Job - Copy the lines of the records below verbatim, from the line containing "Target: distant town" through the line containing "column 150, row 263", both included.

Data for processing -
=-=-=-=-=

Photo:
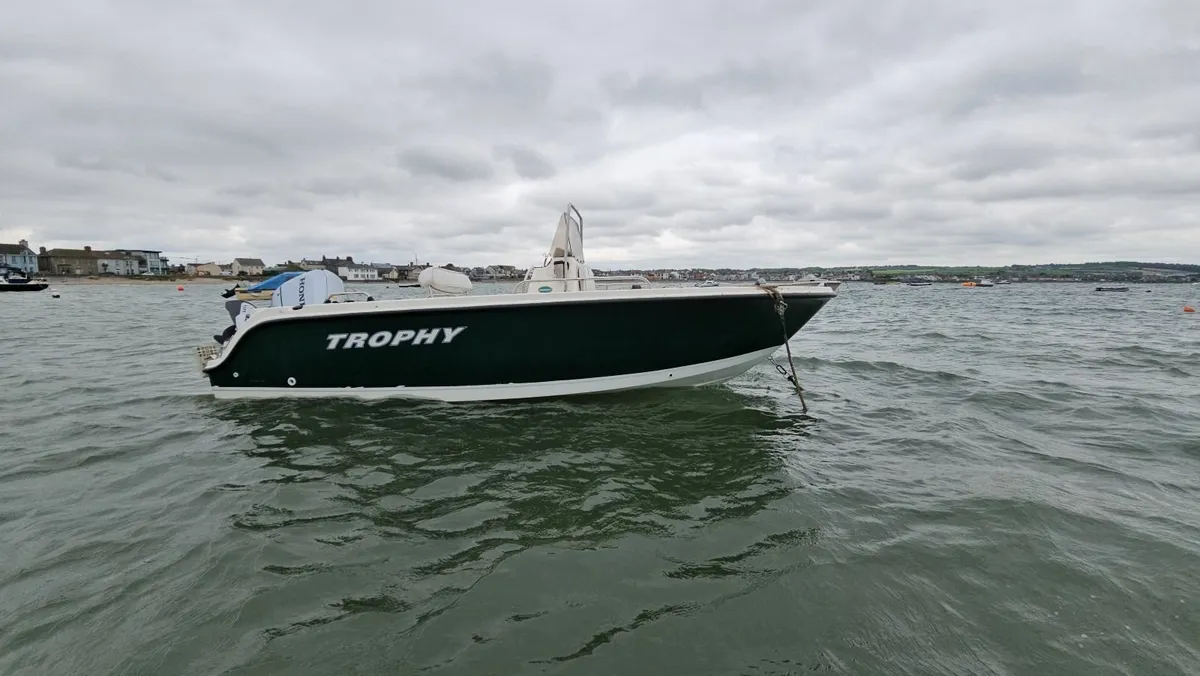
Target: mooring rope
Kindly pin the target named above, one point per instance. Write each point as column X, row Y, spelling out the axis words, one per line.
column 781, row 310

=-=-=-=-=

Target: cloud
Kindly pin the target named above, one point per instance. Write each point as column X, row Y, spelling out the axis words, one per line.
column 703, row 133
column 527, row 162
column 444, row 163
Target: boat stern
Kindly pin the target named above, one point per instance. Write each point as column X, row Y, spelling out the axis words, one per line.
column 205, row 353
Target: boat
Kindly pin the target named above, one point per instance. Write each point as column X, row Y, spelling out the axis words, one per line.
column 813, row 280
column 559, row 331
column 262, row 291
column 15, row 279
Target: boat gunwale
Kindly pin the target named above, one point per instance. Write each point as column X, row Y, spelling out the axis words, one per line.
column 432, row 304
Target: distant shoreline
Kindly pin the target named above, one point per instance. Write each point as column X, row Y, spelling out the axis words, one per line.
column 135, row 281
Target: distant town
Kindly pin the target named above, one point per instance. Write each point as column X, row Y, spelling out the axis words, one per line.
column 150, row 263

=-=-=-=-=

Result below -
Target: distant town
Kindly pin the target named above, one point per instance. Write each point as column X, row Y, spelling out the axis words, one per line.
column 150, row 263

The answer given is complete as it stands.